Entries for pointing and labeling
* * * * *

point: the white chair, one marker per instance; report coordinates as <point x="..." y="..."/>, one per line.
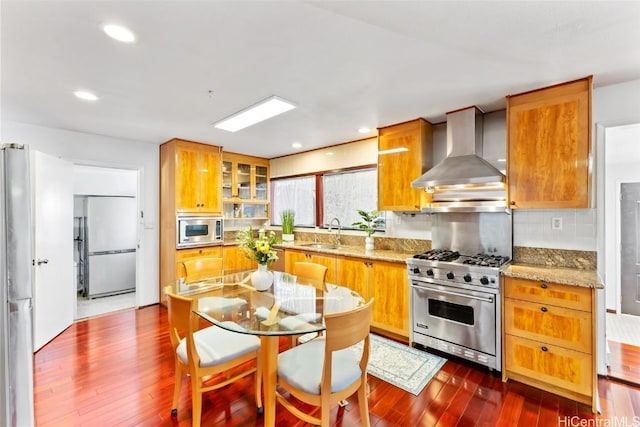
<point x="317" y="273"/>
<point x="206" y="353"/>
<point x="326" y="370"/>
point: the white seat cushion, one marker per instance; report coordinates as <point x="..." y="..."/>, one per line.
<point x="216" y="345"/>
<point x="301" y="366"/>
<point x="219" y="303"/>
<point x="299" y="322"/>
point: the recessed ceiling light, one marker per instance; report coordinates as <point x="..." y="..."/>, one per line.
<point x="119" y="33"/>
<point x="87" y="96"/>
<point x="256" y="113"/>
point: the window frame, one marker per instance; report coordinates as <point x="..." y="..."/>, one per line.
<point x="319" y="223"/>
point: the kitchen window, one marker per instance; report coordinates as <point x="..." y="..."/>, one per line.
<point x="298" y="194"/>
<point x="345" y="192"/>
<point x="318" y="198"/>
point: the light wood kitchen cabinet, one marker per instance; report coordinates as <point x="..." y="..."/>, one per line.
<point x="292" y="256"/>
<point x="192" y="172"/>
<point x="190" y="183"/>
<point x="549" y="343"/>
<point x="387" y="283"/>
<point x="405" y="152"/>
<point x="234" y="259"/>
<point x="548" y="145"/>
<point x="245" y="186"/>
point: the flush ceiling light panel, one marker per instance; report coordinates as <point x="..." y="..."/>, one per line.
<point x="119" y="33"/>
<point x="86" y="95"/>
<point x="263" y="110"/>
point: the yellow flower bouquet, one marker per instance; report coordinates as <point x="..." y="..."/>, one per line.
<point x="258" y="249"/>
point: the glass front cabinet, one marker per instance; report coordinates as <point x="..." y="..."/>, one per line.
<point x="245" y="186"/>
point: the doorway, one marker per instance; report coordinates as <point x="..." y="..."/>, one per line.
<point x="622" y="236"/>
<point x="97" y="188"/>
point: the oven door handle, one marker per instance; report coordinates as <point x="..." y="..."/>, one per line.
<point x="455" y="294"/>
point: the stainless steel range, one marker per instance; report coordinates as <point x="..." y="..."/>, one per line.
<point x="455" y="292"/>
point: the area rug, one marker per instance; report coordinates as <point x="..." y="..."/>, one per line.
<point x="401" y="365"/>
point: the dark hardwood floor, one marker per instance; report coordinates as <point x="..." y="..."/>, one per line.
<point x="624" y="362"/>
<point x="117" y="370"/>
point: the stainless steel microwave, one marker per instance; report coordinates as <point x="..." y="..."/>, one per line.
<point x="195" y="231"/>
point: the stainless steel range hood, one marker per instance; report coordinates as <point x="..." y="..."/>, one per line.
<point x="464" y="181"/>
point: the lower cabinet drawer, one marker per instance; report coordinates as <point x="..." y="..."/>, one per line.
<point x="555" y="366"/>
<point x="546" y="323"/>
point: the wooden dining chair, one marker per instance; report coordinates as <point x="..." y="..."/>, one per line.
<point x="202" y="268"/>
<point x="310" y="270"/>
<point x="206" y="353"/>
<point x="317" y="273"/>
<point x="328" y="369"/>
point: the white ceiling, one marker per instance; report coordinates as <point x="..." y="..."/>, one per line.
<point x="345" y="64"/>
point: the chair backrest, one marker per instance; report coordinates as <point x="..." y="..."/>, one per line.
<point x="202" y="268"/>
<point x="182" y="323"/>
<point x="309" y="270"/>
<point x="346" y="329"/>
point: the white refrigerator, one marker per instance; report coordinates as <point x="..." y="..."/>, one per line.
<point x="16" y="353"/>
<point x="110" y="242"/>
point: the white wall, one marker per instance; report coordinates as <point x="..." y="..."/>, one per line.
<point x="97" y="150"/>
<point x="612" y="106"/>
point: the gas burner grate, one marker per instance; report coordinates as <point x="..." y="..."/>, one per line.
<point x="439" y="255"/>
<point x="486" y="260"/>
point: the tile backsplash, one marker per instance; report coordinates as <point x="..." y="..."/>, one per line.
<point x="573" y="229"/>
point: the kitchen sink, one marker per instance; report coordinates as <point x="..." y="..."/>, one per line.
<point x="320" y="246"/>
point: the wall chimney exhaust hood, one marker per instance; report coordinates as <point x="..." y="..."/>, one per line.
<point x="464" y="181"/>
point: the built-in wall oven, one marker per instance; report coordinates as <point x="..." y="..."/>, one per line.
<point x="194" y="231"/>
<point x="455" y="293"/>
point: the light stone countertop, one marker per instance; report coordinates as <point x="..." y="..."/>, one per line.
<point x="346" y="250"/>
<point x="562" y="275"/>
<point x="353" y="251"/>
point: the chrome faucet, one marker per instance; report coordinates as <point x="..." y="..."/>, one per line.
<point x="339" y="228"/>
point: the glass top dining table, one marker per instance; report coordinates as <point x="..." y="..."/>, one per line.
<point x="291" y="306"/>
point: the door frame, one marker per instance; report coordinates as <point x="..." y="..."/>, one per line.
<point x="140" y="252"/>
<point x="615" y="177"/>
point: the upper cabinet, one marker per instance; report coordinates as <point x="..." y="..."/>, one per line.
<point x="245" y="186"/>
<point x="548" y="144"/>
<point x="191" y="172"/>
<point x="404" y="153"/>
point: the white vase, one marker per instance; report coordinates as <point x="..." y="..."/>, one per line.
<point x="262" y="278"/>
<point x="287" y="237"/>
<point x="368" y="243"/>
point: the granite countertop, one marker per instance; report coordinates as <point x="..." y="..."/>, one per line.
<point x="346" y="250"/>
<point x="354" y="251"/>
<point x="562" y="275"/>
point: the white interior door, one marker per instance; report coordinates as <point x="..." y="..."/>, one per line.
<point x="54" y="287"/>
<point x="630" y="248"/>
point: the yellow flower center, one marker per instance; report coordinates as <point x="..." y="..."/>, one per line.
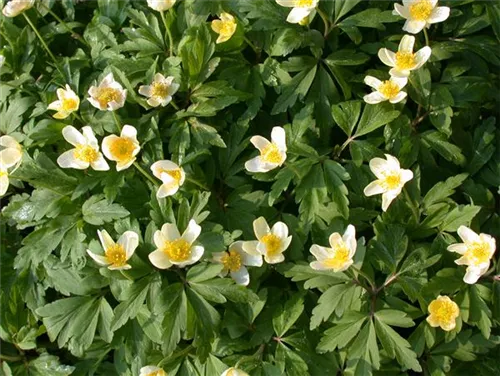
<point x="405" y="60"/>
<point x="232" y="261"/>
<point x="122" y="148"/>
<point x="85" y="153"/>
<point x="271" y="154"/>
<point x="339" y="259"/>
<point x="421" y="11"/>
<point x="177" y="250"/>
<point x="478" y="253"/>
<point x="389" y="89"/>
<point x="272" y="243"/>
<point x="106" y="95"/>
<point x="116" y="255"/>
<point x="159" y="89"/>
<point x="392" y="181"/>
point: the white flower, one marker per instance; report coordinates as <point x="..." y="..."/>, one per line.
<point x="152" y="371"/>
<point x="116" y="254"/>
<point x="234" y="372"/>
<point x="476" y="250"/>
<point x="122" y="149"/>
<point x="271" y="243"/>
<point x="225" y="27"/>
<point x="161" y="5"/>
<point x="339" y="256"/>
<point x="109" y="95"/>
<point x="67" y="103"/>
<point x="174" y="249"/>
<point x="389" y="90"/>
<point x="16" y="7"/>
<point x="234" y="262"/>
<point x="404" y="61"/>
<point x="420" y="14"/>
<point x="272" y="154"/>
<point x="301" y="8"/>
<point x="171" y="175"/>
<point x="160" y="91"/>
<point x="86" y="152"/>
<point x="390" y="179"/>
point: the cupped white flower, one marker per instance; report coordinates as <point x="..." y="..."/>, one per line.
<point x="338" y="257"/>
<point x="420" y="14"/>
<point x="477" y="250"/>
<point x="67" y="102"/>
<point x="161" y="5"/>
<point x="122" y="149"/>
<point x="301" y="9"/>
<point x="11" y="152"/>
<point x="234" y="372"/>
<point x="225" y="27"/>
<point x="272" y="153"/>
<point x="160" y="91"/>
<point x="171" y="175"/>
<point x="235" y="261"/>
<point x="174" y="249"/>
<point x="270" y="243"/>
<point x="404" y="61"/>
<point x="108" y="95"/>
<point x="390" y="179"/>
<point x="16" y="7"/>
<point x="86" y="152"/>
<point x="116" y="254"/>
<point x="389" y="90"/>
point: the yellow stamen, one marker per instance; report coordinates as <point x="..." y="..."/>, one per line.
<point x="405" y="60"/>
<point x="271" y="154"/>
<point x="389" y="89"/>
<point x="116" y="255"/>
<point x="421" y="11"/>
<point x="177" y="250"/>
<point x="272" y="243"/>
<point x="122" y="148"/>
<point x="85" y="153"/>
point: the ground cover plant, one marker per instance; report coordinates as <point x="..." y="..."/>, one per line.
<point x="249" y="187"/>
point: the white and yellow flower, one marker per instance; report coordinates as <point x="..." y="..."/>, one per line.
<point x="116" y="254"/>
<point x="477" y="250"/>
<point x="301" y="9"/>
<point x="235" y="261"/>
<point x="174" y="249"/>
<point x="161" y="5"/>
<point x="225" y="27"/>
<point x="339" y="256"/>
<point x="16" y="7"/>
<point x="272" y="153"/>
<point x="234" y="372"/>
<point x="390" y="179"/>
<point x="270" y="243"/>
<point x="67" y="102"/>
<point x="389" y="90"/>
<point x="404" y="61"/>
<point x="122" y="149"/>
<point x="160" y="91"/>
<point x="420" y="14"/>
<point x="443" y="312"/>
<point x="109" y="95"/>
<point x="171" y="175"/>
<point x="86" y="152"/>
<point x="152" y="371"/>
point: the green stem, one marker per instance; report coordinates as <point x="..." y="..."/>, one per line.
<point x="168" y="33"/>
<point x="43" y="44"/>
<point x="142" y="171"/>
<point x="76" y="35"/>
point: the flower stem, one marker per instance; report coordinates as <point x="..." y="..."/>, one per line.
<point x="44" y="44"/>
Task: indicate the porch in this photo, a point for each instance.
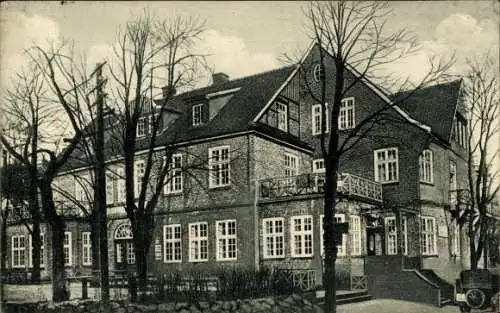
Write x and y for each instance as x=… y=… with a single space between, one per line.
x=348 y=185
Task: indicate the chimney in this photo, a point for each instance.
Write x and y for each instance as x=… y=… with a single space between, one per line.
x=168 y=91
x=219 y=78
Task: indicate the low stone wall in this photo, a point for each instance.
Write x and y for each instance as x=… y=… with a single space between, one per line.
x=290 y=304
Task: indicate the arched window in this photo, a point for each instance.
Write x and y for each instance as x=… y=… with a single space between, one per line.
x=124 y=246
x=124 y=231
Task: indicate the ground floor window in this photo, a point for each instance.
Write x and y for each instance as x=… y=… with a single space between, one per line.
x=18 y=251
x=273 y=237
x=124 y=245
x=428 y=235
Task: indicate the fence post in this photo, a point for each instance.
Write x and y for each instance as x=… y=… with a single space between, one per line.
x=85 y=293
x=132 y=288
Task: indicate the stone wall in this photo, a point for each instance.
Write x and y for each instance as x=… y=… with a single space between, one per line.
x=288 y=304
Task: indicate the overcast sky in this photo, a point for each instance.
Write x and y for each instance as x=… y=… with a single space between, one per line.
x=242 y=37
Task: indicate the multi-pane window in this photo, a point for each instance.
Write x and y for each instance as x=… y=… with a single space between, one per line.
x=274 y=237
x=226 y=240
x=355 y=233
x=198 y=242
x=18 y=251
x=317 y=118
x=428 y=235
x=115 y=186
x=341 y=247
x=318 y=72
x=455 y=243
x=139 y=168
x=172 y=251
x=392 y=235
x=219 y=164
x=42 y=250
x=145 y=124
x=319 y=171
x=197 y=114
x=426 y=167
x=130 y=253
x=86 y=249
x=174 y=177
x=346 y=113
x=67 y=249
x=386 y=165
x=302 y=236
x=282 y=115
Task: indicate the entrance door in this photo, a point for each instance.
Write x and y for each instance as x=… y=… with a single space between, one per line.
x=374 y=241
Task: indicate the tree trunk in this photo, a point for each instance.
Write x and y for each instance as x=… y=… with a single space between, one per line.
x=36 y=242
x=330 y=238
x=57 y=225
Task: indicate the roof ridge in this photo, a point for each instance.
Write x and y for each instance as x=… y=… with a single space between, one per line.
x=232 y=81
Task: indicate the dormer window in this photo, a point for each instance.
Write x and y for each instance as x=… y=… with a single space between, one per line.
x=198 y=114
x=318 y=72
x=145 y=124
x=282 y=116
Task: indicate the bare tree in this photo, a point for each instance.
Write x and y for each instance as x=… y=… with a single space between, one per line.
x=149 y=52
x=65 y=86
x=481 y=95
x=355 y=37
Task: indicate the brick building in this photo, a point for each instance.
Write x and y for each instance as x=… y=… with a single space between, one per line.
x=258 y=202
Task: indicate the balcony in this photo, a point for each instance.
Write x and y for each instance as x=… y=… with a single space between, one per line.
x=348 y=185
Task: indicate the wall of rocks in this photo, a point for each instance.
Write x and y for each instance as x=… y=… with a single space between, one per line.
x=289 y=304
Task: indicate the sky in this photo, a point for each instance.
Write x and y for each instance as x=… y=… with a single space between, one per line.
x=242 y=37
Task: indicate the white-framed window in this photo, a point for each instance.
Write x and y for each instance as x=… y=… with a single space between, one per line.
x=226 y=244
x=115 y=186
x=428 y=235
x=198 y=242
x=319 y=174
x=42 y=250
x=301 y=231
x=130 y=253
x=68 y=248
x=346 y=113
x=174 y=178
x=391 y=235
x=341 y=248
x=141 y=127
x=455 y=243
x=139 y=168
x=220 y=167
x=18 y=251
x=197 y=114
x=273 y=232
x=145 y=124
x=282 y=109
x=355 y=233
x=318 y=72
x=426 y=166
x=172 y=249
x=386 y=165
x=317 y=111
x=86 y=248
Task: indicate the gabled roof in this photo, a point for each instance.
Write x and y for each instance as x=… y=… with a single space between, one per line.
x=251 y=95
x=434 y=106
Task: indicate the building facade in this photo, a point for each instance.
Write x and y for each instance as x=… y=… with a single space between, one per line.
x=258 y=198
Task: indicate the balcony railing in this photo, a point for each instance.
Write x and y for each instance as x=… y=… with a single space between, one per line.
x=348 y=185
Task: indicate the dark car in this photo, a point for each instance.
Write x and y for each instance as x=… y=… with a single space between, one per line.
x=477 y=291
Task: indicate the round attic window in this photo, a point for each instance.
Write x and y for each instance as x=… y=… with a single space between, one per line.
x=317 y=72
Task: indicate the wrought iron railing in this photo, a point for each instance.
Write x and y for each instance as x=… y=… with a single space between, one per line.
x=348 y=185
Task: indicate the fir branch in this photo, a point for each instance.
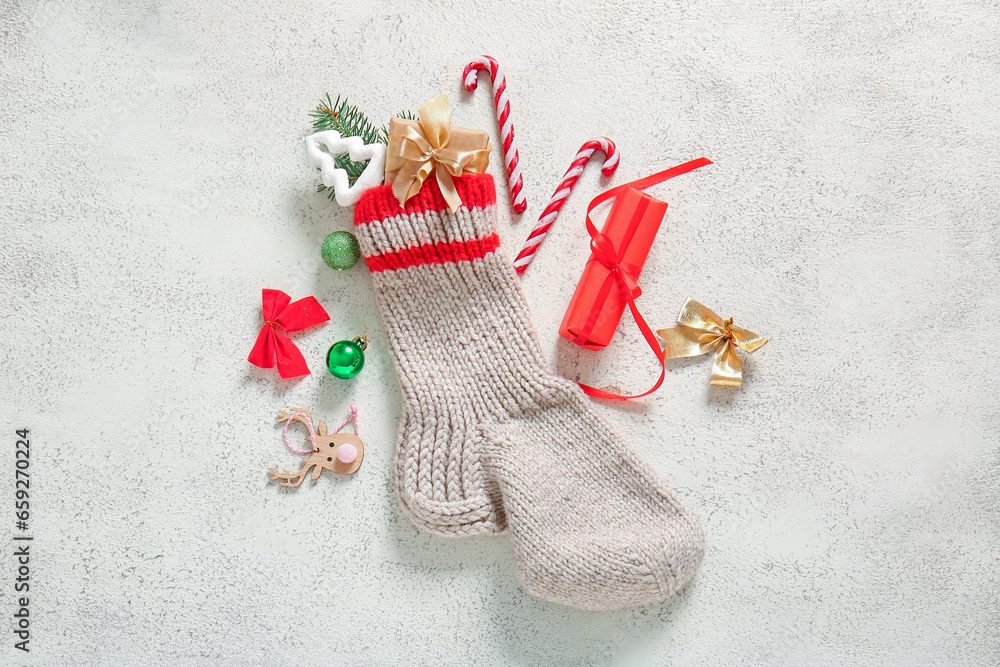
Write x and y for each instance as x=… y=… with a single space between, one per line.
x=349 y=121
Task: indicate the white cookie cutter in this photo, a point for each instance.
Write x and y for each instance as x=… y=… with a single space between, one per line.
x=371 y=177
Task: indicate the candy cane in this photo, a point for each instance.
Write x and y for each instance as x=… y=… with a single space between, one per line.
x=510 y=155
x=559 y=198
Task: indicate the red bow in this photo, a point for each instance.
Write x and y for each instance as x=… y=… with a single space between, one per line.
x=271 y=345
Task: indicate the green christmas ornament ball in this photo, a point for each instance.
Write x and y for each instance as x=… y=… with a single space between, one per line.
x=346 y=358
x=340 y=250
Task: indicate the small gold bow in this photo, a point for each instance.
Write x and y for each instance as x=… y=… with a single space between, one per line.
x=416 y=155
x=702 y=331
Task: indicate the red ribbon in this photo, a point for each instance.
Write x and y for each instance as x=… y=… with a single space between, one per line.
x=272 y=346
x=603 y=251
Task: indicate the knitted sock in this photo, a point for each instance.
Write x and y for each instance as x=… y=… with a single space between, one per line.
x=489 y=440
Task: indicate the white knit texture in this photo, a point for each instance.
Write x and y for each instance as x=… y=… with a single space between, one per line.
x=491 y=442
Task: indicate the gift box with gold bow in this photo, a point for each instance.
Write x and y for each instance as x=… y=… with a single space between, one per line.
x=419 y=148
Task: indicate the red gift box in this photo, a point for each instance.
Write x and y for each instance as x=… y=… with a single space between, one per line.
x=598 y=303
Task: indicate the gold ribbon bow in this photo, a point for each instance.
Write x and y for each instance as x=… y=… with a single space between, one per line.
x=416 y=155
x=702 y=331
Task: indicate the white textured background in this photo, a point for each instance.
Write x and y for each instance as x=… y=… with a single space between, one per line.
x=154 y=180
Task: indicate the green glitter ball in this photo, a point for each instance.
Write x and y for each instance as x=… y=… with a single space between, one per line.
x=340 y=250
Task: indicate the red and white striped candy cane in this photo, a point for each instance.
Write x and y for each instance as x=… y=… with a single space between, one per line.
x=559 y=198
x=510 y=155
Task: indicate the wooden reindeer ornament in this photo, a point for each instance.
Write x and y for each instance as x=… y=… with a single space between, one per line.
x=341 y=453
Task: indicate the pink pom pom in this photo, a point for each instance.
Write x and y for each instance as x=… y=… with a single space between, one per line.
x=347 y=452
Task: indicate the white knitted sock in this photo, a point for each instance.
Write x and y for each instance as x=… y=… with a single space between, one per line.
x=489 y=440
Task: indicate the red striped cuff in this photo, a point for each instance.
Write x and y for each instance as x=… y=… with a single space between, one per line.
x=425 y=231
x=434 y=253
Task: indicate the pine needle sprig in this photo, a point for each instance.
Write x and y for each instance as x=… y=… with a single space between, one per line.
x=349 y=121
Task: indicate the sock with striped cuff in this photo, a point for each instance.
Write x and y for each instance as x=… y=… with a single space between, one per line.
x=489 y=440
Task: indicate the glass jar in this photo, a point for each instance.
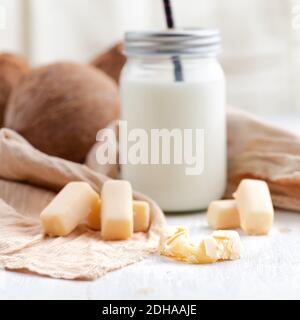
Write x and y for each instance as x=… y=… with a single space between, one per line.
x=173 y=109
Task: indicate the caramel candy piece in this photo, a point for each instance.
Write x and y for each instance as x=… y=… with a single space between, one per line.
x=255 y=206
x=117 y=210
x=141 y=217
x=73 y=204
x=223 y=214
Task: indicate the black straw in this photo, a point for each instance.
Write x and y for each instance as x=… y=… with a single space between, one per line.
x=171 y=25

* * * * *

_Objective_
Lay out the entries from the line containing "Task: indicate the fence" through the line containing "x=288 y=304" as a JSON list of strings, one string per line and no blank lines.

_Result of this task_
[
  "Task: indicate the fence post in this photo, a point for each instance.",
  "Write x and y for each instance as x=… y=… with a single space between, one per line.",
  "x=85 y=293",
  "x=132 y=288",
  "Task: indicate the stone wall in this photo, a point for each instance.",
  "Write x and y for each instance as x=… y=… with a single space between, one per line.",
  "x=288 y=304"
]